GIVEN REQUEST A
In the passage on HISD's teacher bonus plan, how much would the new system have cost if it had been in place last year?
GIVEN REQUEST B
Pick up the passage on HISD's teacher bonus plan after its last sentence and continue writing it.

PASSAGE SHOWN
HISD: rewarding good teachers and discouraging cheating

This week HISD's board will vote on Dr. Saavedra's teacher bonus program:

The intricate, multi-tiered plan — touted by the Houston Independent School District as being among the most aggressive incentive plans in the country — would replace a five-year-old program that rewards all teachers at high-performing campuses regardless of their individual students' performance.

If the new bonus system had been in place last year, more than half of HISD's nearly 13,000 teachers would have earned an average bonus of nearly $1,000 at a cost of almost $7 million. That's more than triple the number of teachers who earned $1,000 bonuses last year.

By rewarding strong teachers, regardless of their school's overall performance, Houston would be setting the pace for education reform, said HISD Superintendent Abelardo Saavedra.

"We want to pay our highest-performing teachers the most amount of money," he said.

RECORDS PROVIDED

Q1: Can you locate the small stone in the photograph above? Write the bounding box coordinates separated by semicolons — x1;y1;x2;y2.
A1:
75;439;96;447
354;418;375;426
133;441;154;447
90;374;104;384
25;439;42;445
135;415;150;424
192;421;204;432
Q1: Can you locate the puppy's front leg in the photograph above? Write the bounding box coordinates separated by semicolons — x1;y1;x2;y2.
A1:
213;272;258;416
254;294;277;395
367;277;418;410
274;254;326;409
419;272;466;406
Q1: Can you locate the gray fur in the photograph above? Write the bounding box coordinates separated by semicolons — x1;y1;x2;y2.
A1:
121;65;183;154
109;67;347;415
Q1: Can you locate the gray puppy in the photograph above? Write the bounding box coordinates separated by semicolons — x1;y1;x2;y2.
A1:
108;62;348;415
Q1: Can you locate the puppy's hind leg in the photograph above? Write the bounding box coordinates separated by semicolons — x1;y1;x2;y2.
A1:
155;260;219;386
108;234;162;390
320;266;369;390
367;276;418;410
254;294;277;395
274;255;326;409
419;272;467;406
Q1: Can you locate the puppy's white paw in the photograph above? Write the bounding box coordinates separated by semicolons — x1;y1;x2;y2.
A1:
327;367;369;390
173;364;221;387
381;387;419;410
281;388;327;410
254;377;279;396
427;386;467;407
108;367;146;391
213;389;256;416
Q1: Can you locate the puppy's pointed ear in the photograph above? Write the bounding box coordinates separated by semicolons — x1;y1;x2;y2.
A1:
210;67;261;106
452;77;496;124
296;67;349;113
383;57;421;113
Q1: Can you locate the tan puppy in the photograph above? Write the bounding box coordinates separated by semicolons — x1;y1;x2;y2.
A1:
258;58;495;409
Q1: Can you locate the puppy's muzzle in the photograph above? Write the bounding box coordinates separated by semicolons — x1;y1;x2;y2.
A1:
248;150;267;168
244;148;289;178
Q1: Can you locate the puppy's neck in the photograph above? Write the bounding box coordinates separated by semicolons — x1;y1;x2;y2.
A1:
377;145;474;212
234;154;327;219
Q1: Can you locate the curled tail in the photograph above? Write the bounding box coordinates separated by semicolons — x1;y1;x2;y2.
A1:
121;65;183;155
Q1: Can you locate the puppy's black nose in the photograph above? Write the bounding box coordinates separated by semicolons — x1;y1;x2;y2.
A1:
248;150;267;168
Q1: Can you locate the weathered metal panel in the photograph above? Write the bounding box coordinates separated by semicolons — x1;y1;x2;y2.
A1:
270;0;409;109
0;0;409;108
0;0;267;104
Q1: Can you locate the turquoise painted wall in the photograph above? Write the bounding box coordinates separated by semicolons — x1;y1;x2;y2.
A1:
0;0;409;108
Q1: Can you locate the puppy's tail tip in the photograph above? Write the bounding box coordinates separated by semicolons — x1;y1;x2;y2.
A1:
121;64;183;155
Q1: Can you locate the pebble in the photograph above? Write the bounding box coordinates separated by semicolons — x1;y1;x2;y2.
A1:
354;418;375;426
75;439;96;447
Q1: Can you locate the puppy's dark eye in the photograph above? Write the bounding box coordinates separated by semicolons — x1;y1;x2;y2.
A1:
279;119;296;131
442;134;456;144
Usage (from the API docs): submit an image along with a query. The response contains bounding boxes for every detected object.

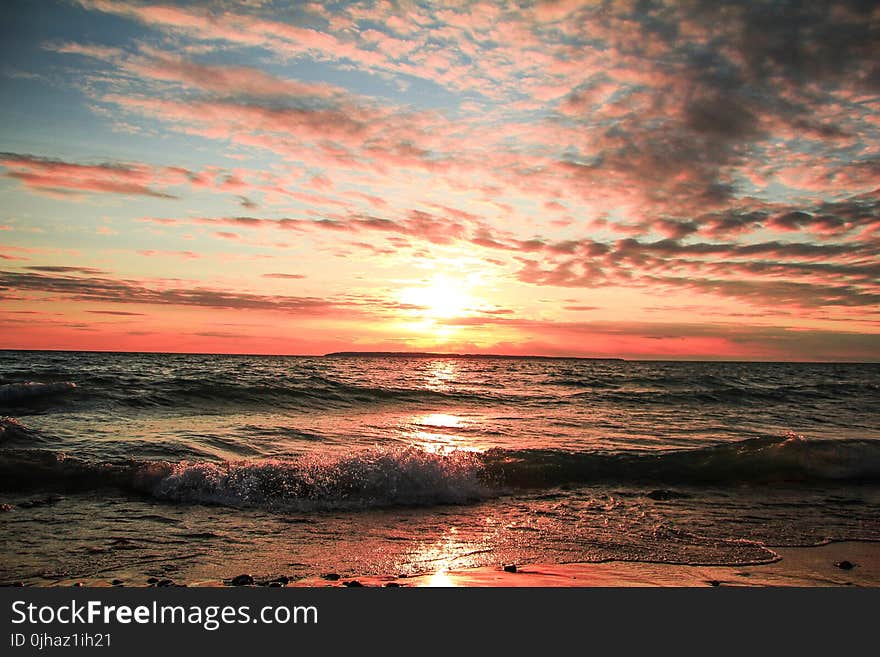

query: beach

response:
[0,352,880,586]
[29,541,880,588]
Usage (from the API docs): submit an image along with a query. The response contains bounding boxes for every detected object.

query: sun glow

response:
[400,274,477,320]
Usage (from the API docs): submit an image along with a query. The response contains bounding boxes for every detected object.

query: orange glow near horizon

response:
[0,0,880,362]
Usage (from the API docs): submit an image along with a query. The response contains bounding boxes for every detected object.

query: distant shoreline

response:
[0,347,880,365]
[323,351,626,362]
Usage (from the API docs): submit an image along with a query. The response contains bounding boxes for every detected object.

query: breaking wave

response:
[0,436,880,511]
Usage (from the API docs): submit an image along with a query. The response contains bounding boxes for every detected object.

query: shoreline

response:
[17,541,880,588]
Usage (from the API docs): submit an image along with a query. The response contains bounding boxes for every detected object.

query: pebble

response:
[229,575,254,586]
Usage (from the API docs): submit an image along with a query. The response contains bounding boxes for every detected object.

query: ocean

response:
[0,351,880,585]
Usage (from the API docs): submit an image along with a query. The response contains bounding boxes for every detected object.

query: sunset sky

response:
[0,0,880,361]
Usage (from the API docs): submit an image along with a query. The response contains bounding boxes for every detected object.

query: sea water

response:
[0,351,880,584]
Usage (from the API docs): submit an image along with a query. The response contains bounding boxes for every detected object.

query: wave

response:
[0,381,76,406]
[0,436,880,511]
[0,375,508,410]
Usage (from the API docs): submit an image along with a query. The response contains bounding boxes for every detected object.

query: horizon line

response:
[0,347,880,365]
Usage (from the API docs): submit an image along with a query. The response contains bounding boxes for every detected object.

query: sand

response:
[36,541,880,587]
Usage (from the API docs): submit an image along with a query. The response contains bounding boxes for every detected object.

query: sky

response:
[0,0,880,362]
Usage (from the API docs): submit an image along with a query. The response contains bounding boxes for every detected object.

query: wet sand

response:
[37,541,880,588]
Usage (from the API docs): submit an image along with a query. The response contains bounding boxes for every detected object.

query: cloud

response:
[0,153,190,199]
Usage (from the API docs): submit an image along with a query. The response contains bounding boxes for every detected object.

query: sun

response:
[400,274,475,319]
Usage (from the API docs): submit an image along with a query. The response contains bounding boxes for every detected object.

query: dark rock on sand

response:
[645,488,690,501]
[18,495,64,509]
[229,575,254,586]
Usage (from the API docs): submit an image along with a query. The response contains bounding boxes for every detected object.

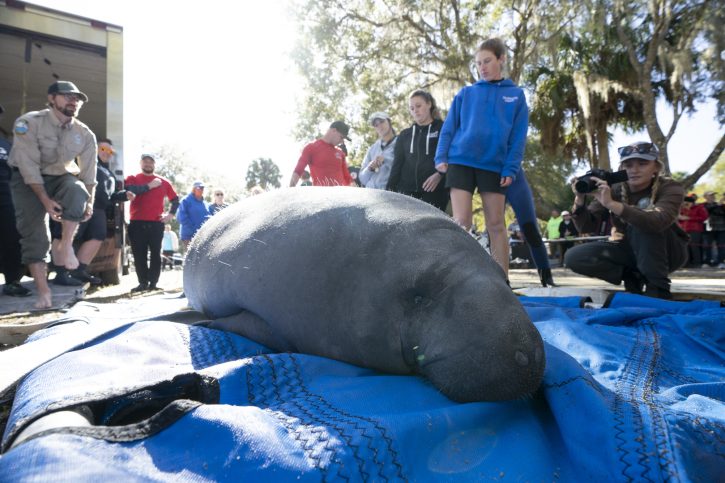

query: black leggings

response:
[128,221,164,285]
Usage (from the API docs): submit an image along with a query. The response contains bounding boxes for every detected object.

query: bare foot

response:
[63,245,78,270]
[34,292,53,309]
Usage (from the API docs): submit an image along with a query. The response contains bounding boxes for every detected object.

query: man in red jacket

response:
[126,154,179,293]
[677,193,708,268]
[290,121,357,187]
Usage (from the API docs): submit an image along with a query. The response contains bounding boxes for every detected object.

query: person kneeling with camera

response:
[565,142,689,299]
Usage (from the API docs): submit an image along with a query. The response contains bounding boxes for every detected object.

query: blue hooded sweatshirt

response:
[435,79,529,179]
[176,193,209,240]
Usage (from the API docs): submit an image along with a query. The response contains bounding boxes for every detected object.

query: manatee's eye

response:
[400,288,433,314]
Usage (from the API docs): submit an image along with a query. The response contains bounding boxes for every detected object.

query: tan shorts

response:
[10,170,90,265]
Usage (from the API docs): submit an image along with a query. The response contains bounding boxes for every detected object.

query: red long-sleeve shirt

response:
[678,204,709,233]
[294,139,352,186]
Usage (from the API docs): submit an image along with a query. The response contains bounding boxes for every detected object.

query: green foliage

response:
[247,158,282,191]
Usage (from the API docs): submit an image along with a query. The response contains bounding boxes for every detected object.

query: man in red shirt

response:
[126,154,179,293]
[290,121,357,187]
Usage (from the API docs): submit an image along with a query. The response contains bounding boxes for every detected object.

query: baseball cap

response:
[617,141,660,163]
[330,121,352,141]
[48,81,88,102]
[368,111,390,124]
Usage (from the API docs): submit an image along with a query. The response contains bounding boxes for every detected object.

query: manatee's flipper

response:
[207,310,297,352]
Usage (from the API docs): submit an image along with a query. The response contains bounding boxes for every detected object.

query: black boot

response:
[538,268,557,287]
[53,267,83,287]
[70,263,102,285]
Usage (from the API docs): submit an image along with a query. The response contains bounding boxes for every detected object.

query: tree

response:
[294,0,578,214]
[612,0,725,176]
[247,158,282,190]
[294,0,725,210]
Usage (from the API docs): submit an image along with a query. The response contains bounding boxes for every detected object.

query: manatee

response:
[184,187,544,402]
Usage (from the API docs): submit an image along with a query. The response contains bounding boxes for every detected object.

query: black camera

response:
[574,169,629,194]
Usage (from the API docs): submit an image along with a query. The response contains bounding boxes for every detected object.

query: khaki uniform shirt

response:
[8,109,97,186]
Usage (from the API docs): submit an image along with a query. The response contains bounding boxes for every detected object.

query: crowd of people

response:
[0,81,235,309]
[290,39,725,298]
[0,39,725,308]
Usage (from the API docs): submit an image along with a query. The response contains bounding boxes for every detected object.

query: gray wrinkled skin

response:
[184,187,544,402]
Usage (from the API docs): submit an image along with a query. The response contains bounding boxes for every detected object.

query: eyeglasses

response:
[617,143,659,157]
[61,94,83,102]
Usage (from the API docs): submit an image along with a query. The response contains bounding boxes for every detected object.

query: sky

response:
[24,0,725,186]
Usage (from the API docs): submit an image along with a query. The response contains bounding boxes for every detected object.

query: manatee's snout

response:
[412,310,545,402]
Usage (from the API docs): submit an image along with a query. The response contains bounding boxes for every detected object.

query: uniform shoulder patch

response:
[13,119,28,136]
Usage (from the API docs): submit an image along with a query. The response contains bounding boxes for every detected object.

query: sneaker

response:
[3,282,30,297]
[71,269,103,285]
[53,269,83,287]
[131,282,149,293]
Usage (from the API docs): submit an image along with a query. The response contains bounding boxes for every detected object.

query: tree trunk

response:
[596,119,612,170]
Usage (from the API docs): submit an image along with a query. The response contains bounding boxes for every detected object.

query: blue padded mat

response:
[0,294,725,482]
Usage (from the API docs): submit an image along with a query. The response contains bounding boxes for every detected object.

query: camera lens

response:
[574,176,597,194]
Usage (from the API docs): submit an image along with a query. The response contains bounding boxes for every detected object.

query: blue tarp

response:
[0,294,725,482]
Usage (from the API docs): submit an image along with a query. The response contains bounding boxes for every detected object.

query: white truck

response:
[0,0,129,283]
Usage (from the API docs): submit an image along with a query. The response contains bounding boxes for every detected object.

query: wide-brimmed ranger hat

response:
[368,111,390,125]
[617,141,660,163]
[48,81,88,102]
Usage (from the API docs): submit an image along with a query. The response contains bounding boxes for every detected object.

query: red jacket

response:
[678,204,708,233]
[294,139,352,186]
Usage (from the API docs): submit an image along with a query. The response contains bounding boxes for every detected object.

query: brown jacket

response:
[572,177,687,239]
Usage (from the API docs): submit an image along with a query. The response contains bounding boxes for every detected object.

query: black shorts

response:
[50,211,106,242]
[446,164,506,194]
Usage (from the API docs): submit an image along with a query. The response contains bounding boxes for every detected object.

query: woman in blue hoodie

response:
[435,39,529,277]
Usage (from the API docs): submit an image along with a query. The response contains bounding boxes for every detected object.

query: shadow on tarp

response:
[0,295,725,482]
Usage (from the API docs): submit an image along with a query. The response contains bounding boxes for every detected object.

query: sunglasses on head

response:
[617,143,659,157]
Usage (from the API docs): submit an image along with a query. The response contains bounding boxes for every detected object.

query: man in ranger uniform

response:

EXERCISE RESULT A
Almost $7 million.

EXERCISE RESULT B
To reduce teachers' temptation to cheat to earn the incentives, Saavedra also said Monday that teachers will no longer administer the Texas Assessment of Academic Skills to their own students. Instead, teachers will be rotated to other classrooms on testing day.

Gregory Cizek, a University of North Carolina professor who recently completed a review of Texas' testing security at the state's request, said the extra effort should help prevent cheating.

Bravo! These are two ideas that should benefit HISD's students.

RELATED: KHOU-11, HISD press release

Posted by Anne Linehan @ 01/10/06 11:00 AM | Houston Miscellany | Technorati | Sphere | Comments (2)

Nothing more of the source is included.